» What you are asked to do:
Rescale the records from the line with "TARGET: small outbuilding" up to and including the final line of the records, and give only those lines in full, requests included. Multiply every x and y pixel coordinate in the answers by 1.4 and round each result to a whole number, with halves rounded up.

*-*-*

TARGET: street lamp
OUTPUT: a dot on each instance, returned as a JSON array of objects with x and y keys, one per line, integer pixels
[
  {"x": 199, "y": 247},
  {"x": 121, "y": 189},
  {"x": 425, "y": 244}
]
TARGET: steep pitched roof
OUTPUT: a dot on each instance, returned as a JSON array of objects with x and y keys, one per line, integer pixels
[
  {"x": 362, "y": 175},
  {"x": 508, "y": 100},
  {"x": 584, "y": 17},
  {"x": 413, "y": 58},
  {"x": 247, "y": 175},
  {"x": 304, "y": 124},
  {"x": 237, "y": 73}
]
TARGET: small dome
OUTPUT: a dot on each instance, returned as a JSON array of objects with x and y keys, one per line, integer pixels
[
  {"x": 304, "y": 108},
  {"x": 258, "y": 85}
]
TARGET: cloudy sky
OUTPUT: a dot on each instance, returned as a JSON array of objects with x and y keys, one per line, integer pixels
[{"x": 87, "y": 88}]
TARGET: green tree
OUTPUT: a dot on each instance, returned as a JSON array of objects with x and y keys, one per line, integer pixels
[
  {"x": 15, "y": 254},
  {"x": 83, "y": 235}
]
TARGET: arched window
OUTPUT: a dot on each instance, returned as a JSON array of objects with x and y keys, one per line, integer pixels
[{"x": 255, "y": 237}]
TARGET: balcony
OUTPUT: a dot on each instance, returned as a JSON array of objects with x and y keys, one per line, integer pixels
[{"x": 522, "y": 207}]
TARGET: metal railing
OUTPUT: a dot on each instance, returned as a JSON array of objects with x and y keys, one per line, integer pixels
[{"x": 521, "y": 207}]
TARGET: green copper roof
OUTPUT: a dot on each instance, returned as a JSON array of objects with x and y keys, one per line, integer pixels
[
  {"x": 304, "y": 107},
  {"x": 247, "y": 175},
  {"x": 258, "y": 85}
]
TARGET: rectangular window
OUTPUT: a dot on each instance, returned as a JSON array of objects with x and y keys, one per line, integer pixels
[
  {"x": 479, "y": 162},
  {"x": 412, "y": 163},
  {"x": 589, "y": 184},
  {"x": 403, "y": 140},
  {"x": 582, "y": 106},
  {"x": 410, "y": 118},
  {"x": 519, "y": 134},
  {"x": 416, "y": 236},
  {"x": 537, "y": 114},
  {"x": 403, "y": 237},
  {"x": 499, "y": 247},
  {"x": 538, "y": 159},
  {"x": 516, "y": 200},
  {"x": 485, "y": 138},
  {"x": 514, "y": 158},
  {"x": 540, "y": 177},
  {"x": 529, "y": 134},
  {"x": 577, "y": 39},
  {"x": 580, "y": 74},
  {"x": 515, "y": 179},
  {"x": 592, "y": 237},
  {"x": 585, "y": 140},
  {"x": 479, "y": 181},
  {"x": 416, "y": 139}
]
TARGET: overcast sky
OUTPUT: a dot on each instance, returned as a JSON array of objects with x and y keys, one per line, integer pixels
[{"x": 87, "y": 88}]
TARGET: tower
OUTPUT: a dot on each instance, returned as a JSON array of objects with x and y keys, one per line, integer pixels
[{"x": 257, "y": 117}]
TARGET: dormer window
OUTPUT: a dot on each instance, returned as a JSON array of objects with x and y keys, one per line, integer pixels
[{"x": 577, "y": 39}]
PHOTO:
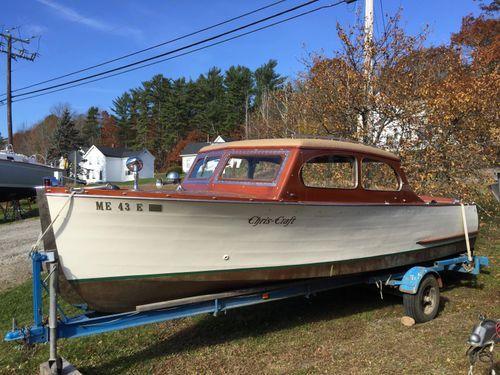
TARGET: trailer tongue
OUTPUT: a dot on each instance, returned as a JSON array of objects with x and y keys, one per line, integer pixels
[{"x": 418, "y": 284}]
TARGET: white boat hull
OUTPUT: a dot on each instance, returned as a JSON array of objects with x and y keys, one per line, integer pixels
[{"x": 121, "y": 243}]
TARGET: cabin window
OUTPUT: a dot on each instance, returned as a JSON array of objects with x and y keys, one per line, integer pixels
[
  {"x": 264, "y": 168},
  {"x": 205, "y": 167},
  {"x": 378, "y": 175},
  {"x": 330, "y": 171}
]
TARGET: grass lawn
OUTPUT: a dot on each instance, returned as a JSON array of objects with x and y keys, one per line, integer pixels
[{"x": 347, "y": 331}]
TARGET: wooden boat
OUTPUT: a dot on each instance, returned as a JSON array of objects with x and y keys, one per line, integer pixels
[{"x": 250, "y": 213}]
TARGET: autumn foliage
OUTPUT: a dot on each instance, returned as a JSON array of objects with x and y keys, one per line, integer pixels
[{"x": 437, "y": 107}]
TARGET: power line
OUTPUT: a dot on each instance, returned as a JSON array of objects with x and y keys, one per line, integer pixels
[
  {"x": 187, "y": 52},
  {"x": 151, "y": 47},
  {"x": 8, "y": 46},
  {"x": 174, "y": 50}
]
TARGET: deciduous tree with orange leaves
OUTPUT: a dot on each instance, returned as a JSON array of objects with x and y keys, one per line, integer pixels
[{"x": 437, "y": 107}]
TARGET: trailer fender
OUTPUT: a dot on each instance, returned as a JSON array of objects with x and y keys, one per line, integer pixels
[{"x": 412, "y": 278}]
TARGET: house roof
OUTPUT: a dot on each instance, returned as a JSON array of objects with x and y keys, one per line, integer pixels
[
  {"x": 193, "y": 148},
  {"x": 118, "y": 152},
  {"x": 302, "y": 143}
]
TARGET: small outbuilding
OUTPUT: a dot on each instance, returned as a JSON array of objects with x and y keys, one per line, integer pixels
[
  {"x": 108, "y": 164},
  {"x": 188, "y": 153}
]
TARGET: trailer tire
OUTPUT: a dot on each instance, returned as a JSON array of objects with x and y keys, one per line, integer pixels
[{"x": 424, "y": 305}]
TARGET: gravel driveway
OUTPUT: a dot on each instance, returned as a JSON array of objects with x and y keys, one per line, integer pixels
[{"x": 16, "y": 240}]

*-*-*

» Task solution:
TARGET: small outbuilding
OUTPUT: a dot on each instance, returned as a JSON array of objects with x and y keys, one per line, integer pixels
[
  {"x": 151, "y": 230},
  {"x": 263, "y": 214}
]
TARGET: trailer tire
OUTPUT: a dot on each instance, returned as a JSON array of objects with x and y keys, one per line, integer pixels
[{"x": 594, "y": 427}]
TARGET: gravel driveway
OUTPUT: a dot on each instance, returned as a JSON array of objects with x and y keys, one per line, integer pixels
[{"x": 22, "y": 336}]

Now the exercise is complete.